# [Data for review]
★ ★ ★
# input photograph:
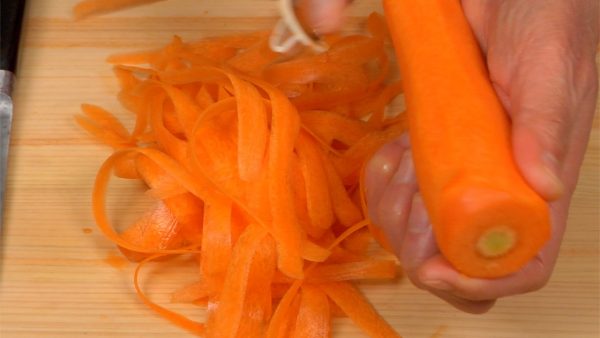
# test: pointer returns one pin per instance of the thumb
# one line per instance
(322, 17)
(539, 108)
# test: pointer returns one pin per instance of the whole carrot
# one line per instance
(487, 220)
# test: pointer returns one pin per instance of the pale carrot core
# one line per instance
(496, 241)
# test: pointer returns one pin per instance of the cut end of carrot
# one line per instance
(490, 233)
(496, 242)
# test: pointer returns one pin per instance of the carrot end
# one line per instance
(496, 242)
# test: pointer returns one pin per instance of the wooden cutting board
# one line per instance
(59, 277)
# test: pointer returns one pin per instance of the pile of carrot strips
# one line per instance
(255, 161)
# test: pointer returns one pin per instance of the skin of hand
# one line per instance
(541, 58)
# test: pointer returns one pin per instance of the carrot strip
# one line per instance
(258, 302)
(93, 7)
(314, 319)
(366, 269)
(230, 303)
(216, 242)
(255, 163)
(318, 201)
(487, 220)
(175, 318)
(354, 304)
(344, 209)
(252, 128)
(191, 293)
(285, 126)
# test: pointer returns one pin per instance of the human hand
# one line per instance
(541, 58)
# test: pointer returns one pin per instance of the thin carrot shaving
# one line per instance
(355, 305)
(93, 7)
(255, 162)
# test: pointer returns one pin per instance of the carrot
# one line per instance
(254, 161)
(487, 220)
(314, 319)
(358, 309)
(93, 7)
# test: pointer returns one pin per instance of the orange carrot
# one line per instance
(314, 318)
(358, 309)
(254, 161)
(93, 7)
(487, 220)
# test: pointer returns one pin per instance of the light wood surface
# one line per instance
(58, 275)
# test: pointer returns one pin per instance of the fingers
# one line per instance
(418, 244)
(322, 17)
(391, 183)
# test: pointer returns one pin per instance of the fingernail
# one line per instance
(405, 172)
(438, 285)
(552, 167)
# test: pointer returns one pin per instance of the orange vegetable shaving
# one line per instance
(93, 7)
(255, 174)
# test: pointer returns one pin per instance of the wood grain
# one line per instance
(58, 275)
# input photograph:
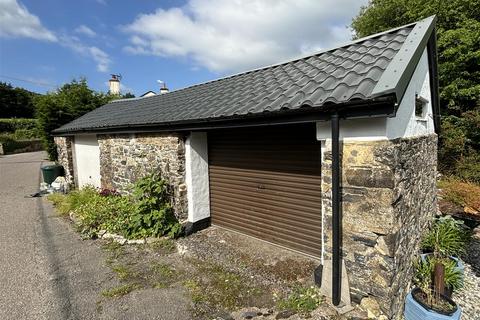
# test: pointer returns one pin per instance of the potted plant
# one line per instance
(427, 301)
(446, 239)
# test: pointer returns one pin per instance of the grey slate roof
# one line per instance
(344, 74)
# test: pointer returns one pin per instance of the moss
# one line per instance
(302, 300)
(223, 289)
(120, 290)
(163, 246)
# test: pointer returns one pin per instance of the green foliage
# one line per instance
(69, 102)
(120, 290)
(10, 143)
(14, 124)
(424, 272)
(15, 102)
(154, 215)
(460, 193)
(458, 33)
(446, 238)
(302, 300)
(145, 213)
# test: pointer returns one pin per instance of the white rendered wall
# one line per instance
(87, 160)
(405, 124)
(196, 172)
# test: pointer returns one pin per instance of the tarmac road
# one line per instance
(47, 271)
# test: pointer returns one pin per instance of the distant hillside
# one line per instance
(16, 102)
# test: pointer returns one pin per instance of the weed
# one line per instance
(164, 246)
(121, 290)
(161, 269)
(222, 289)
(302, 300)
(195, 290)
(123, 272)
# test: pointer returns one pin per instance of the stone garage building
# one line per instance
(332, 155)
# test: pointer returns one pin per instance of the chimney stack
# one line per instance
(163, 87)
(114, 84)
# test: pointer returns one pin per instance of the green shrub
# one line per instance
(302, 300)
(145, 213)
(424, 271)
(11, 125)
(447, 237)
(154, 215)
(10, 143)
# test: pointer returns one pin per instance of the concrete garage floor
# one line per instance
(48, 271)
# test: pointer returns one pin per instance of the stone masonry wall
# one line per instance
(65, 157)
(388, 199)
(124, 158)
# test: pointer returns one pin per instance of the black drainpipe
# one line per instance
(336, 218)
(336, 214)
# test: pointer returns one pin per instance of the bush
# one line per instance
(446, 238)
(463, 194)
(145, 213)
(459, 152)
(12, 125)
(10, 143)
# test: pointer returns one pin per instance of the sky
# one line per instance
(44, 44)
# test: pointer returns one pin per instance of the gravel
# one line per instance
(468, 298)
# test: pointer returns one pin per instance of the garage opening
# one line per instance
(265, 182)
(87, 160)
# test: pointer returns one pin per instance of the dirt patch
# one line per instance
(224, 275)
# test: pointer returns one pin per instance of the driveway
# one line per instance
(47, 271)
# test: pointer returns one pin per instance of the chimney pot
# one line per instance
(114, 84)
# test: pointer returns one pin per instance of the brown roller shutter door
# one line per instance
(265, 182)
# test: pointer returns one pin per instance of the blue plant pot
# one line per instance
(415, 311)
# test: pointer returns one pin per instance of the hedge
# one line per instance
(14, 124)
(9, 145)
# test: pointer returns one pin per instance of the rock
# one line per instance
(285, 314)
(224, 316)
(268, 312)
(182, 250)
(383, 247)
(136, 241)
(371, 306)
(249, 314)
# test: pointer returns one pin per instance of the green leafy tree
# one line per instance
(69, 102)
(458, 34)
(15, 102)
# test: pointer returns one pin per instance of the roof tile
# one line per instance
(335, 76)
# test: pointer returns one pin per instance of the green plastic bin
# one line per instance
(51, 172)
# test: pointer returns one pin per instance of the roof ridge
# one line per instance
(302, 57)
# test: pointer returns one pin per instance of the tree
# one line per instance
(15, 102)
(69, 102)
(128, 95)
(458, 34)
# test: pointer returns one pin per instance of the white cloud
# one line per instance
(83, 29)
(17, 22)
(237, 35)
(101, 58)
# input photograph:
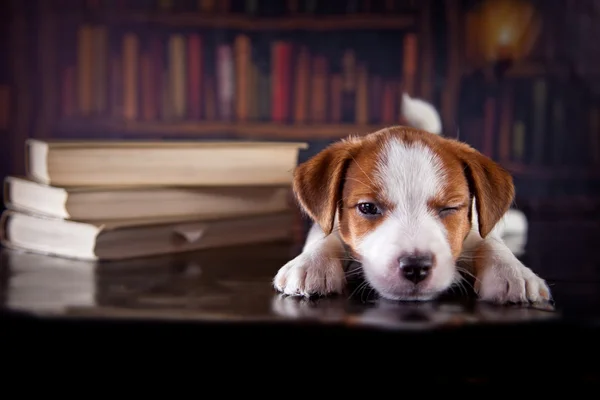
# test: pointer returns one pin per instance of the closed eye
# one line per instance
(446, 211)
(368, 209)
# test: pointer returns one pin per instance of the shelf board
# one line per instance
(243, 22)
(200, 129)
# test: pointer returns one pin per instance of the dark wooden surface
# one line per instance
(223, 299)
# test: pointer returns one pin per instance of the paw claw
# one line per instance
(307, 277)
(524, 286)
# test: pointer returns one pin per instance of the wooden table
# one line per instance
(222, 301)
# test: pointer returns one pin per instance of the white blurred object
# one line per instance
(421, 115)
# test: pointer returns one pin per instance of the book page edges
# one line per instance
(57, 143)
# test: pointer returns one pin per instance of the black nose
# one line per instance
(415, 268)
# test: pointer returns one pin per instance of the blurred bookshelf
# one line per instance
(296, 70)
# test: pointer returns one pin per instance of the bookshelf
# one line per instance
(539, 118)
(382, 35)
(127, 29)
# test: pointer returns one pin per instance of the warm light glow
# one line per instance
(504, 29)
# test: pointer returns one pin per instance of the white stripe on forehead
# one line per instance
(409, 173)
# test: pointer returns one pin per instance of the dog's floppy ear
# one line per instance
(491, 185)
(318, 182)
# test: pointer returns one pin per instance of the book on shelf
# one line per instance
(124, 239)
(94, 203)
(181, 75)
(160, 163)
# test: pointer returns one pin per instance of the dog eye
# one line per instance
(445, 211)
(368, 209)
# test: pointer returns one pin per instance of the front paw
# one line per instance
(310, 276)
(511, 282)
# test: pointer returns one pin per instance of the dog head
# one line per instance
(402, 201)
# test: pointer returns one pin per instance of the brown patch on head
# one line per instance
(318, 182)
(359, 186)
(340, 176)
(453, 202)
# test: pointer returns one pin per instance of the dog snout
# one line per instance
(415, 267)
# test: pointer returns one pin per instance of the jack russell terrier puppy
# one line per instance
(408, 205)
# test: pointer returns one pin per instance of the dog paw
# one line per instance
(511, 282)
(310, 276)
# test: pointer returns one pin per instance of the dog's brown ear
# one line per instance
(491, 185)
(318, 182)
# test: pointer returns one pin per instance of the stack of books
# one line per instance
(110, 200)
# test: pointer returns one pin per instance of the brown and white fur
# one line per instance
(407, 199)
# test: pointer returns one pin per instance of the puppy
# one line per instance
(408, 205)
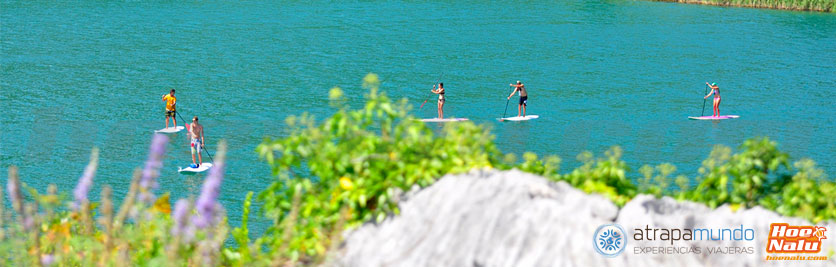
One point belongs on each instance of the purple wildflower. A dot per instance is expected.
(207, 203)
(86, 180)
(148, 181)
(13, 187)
★ ★ ★
# [How to complete this task]
With the pictures removed, return the listing above in its exact original wording.

# [Solution for this task]
# input photograph:
# test: pointer returns one pin per instance of the thumb
# one line per instance
(322, 17)
(539, 108)
# test: pointer returns one pin per instance of the whole carrot
# one line per instance
(487, 220)
# test: pointer returns one pin per instance of the pale carrot core
# one line per instance
(496, 241)
# test: pointer returns one pin per instance of the cut end of carrot
# one line per instance
(490, 233)
(496, 242)
# test: pointer returns one pin per instance of the carrot end
# one line per instance
(496, 242)
# test: pointer returns one pin per instance of the wooden cutting board
# one line per instance
(59, 277)
# test: pointer returns one pin per instance of the pile of carrot strips
# one line per instance
(255, 161)
# test: pointer returns one pin per instance of the skin of hand
# one line per instance
(541, 58)
# test: pointer returns one pin per instance of the carrot strip
# one line per instance
(258, 302)
(93, 7)
(314, 319)
(366, 269)
(230, 303)
(216, 242)
(255, 163)
(318, 201)
(487, 220)
(175, 318)
(354, 304)
(344, 209)
(252, 128)
(191, 293)
(285, 126)
# test: pointer returns one pin per instance of the human hand
# one line per instance
(541, 58)
# test: pointer returns one pin per instance of the thin carrot shaving
# one line per instance
(355, 305)
(93, 7)
(255, 162)
# test: pointer returns one pin per instance of the carrot
# one line per instance
(254, 161)
(487, 220)
(314, 319)
(358, 309)
(93, 7)
# test: pointer returns one pin per instance of the orange carrot
# one line per instance
(314, 318)
(358, 309)
(254, 161)
(93, 7)
(487, 220)
# test: pointer returns one pin per instance of the light wood surface
# one line per instance
(58, 275)
# test: pointer returns one pin per instance of the fingers
# one line per instance
(418, 244)
(322, 17)
(391, 183)
# test: pointer returns one pin per instance of the fingernail
# one line per instance
(405, 172)
(438, 285)
(552, 167)
# test: pointer returns one pin per instance of the orange vegetable shaving
# one line per instance
(93, 7)
(255, 174)
# test: pointer returns one pin per instance of the wood grain
# one line per instance
(58, 275)
# input photograph:
# test: pointer returns one pin per instance of the potted plant
# one line per instance
(427, 301)
(446, 239)
# test: pointer returns one pin per instance of the grey slate roof
# one line per instance
(344, 74)
# test: pointer returns one pin per instance of the moss
# one line per instance
(302, 300)
(223, 289)
(120, 290)
(163, 246)
# test: pointer returns one pin per instance of the green foliage
# one line per instance
(69, 102)
(120, 290)
(10, 143)
(14, 124)
(424, 272)
(15, 102)
(154, 215)
(460, 193)
(458, 33)
(446, 238)
(302, 300)
(145, 213)
# test: pointer returns one pin per instance of the white rendered wall
# one line per instance
(87, 160)
(405, 124)
(196, 172)
# test: pointer returns one pin per instance of the tarmac road
# one line per instance
(47, 271)
# test: pointer returns one pin per instance of the distant hillside
# one line per instance
(16, 102)
# test: pointer returns one pin per instance of the weed
# one line per instance
(164, 246)
(121, 290)
(161, 269)
(222, 289)
(302, 300)
(195, 290)
(123, 272)
# test: pointer returns one pin per instance of the stone garage building
# one line per instance
(332, 155)
# test: pointer returns one pin per instance of the chimney stack
# one line per instance
(163, 87)
(114, 84)
# test: pointer returns one pin per instance of the green shrub
# one line per instance
(302, 300)
(145, 213)
(424, 271)
(11, 125)
(447, 237)
(154, 215)
(10, 143)
# test: pointer returns one pin per instance of the concrete garage floor
# one line per instance
(48, 271)
# test: pointer returns one pin per instance of the stone masonry wall
# one line per instance
(65, 157)
(388, 199)
(124, 158)
# test: pointer returns one pin per instance of the black drainpipe
# one line per instance
(336, 218)
(336, 214)
# test: pointer returns one pin per instance of the bush
# one line per instance
(446, 238)
(463, 194)
(145, 213)
(459, 152)
(12, 125)
(10, 143)
# test: pointer returns one pin per instance of the sky
# one line per instance
(44, 44)
# test: pointer returns one pin per instance of the gravel
# one line per instance
(468, 298)
# test: pointer returns one pin per instance of the garage opening
# one line per instance
(265, 182)
(87, 160)
# test: pointer returns one pin per instance of the dirt patch
# one line per instance
(224, 275)
# test: pointer returns one pin per instance of the driveway
# one line per instance
(47, 271)
# test: pointer returns one pin per instance of the chimney pot
# one line per instance
(114, 84)
# test: pointer returns one pin per instance of the brown roller shutter door
# one line per instance
(265, 182)
# test: pointer returns one pin per instance of the blue plant pot
# one line per instance
(415, 311)
# test: pointer returns one pin per instance of the hedge
# one line per instance
(14, 124)
(9, 145)
# test: pointer returns one pin per instance of the rock
# one line per instance
(285, 314)
(224, 316)
(268, 312)
(182, 250)
(383, 247)
(136, 241)
(371, 306)
(249, 314)
# test: pointer returns one pin per instance of the green leafy tree
# one line per instance
(69, 102)
(458, 34)
(15, 102)
# test: pointer returns one pin per instance of the roof tile
# one line per instance
(335, 76)
# test: pointer returns one pin per instance of the green plastic bin
# one line per instance
(51, 172)
# test: pointer returns one pin per instance of the roof ridge
# one line per instance
(302, 57)
# test: pointer returns one pin per instance of the tree
# one line per instance
(15, 102)
(69, 102)
(128, 95)
(458, 34)
# test: pointer returns one pin per instance of the white cloud
# one line per instance
(83, 29)
(17, 22)
(237, 35)
(101, 58)
# input photograph:
# test: pointer returns one pin per instance of the closed eye
# one line per instance
(446, 211)
(368, 209)
# test: pointer returns one pin per instance of the shelf board
# one line per instance
(243, 22)
(200, 129)
# test: pointer returns one pin per instance of the dark wooden surface
# one line per instance
(223, 299)
# test: pointer returns one pin per instance of the paw claw
# one line per instance
(307, 277)
(524, 286)
# test: pointer returns one pin per instance of the wooden table
# one line per instance
(222, 301)
# test: pointer returns one pin per instance of the white blurred object
# one line per instance
(421, 115)
# test: pointer returns one pin per instance of the book page edges
# one line per instance
(57, 143)
# test: pointer returns one pin per instance of the black nose
# one line per instance
(415, 268)
# test: pointer returns one pin per instance of the blurred bookshelf
# one line per instance
(296, 70)
# test: pointer returns one pin per instance of the bookshelf
# one line per instance
(539, 118)
(382, 35)
(127, 29)
# test: pointer returns one pin per instance of the warm light glow
# one line per instance
(504, 29)
# test: pointer returns one pin per instance of the white stripe on forehead
# one line per instance
(409, 173)
# test: pointer returns one pin per instance of the dog's floppy ear
# one line per instance
(491, 185)
(318, 182)
# test: pointer returns one pin per instance of the book on shelf
# one line per instance
(124, 239)
(94, 203)
(181, 75)
(160, 163)
# test: pointer returns one pin per instance of the dog eye
# one line per instance
(445, 211)
(368, 209)
# test: pointer returns one pin per instance of the front paw
# one line per instance
(310, 276)
(511, 282)
# test: pointer returns one pin per instance of the dog head
# one line per instance
(402, 201)
# test: pointer returns one pin per instance of the brown patch on head
# one line per instance
(318, 182)
(359, 186)
(340, 176)
(453, 202)
# test: pointer returns one pin per instance of the dog snout
# one line per instance
(415, 267)
# test: pointer returns one pin per instance of the jack russell terrier puppy
# one line per instance
(408, 205)
# test: pointer returns one pin per instance of the dog paw
# one line per instance
(511, 282)
(310, 276)
# test: pointer returns one pin per instance of the dog's brown ear
# one line per instance
(491, 185)
(318, 182)
# test: pointer returns one pin per instance of the stack of books
# one line per instance
(110, 200)
# test: pointer returns one pin per instance of the brown and white fur
# one line per instance
(407, 199)
# test: pointer returns one pin per instance of the puppy
# one line per instance
(408, 205)
One point belongs on each instance of the purple wildflower. A dot per instance is expected.
(207, 203)
(86, 180)
(148, 181)
(13, 187)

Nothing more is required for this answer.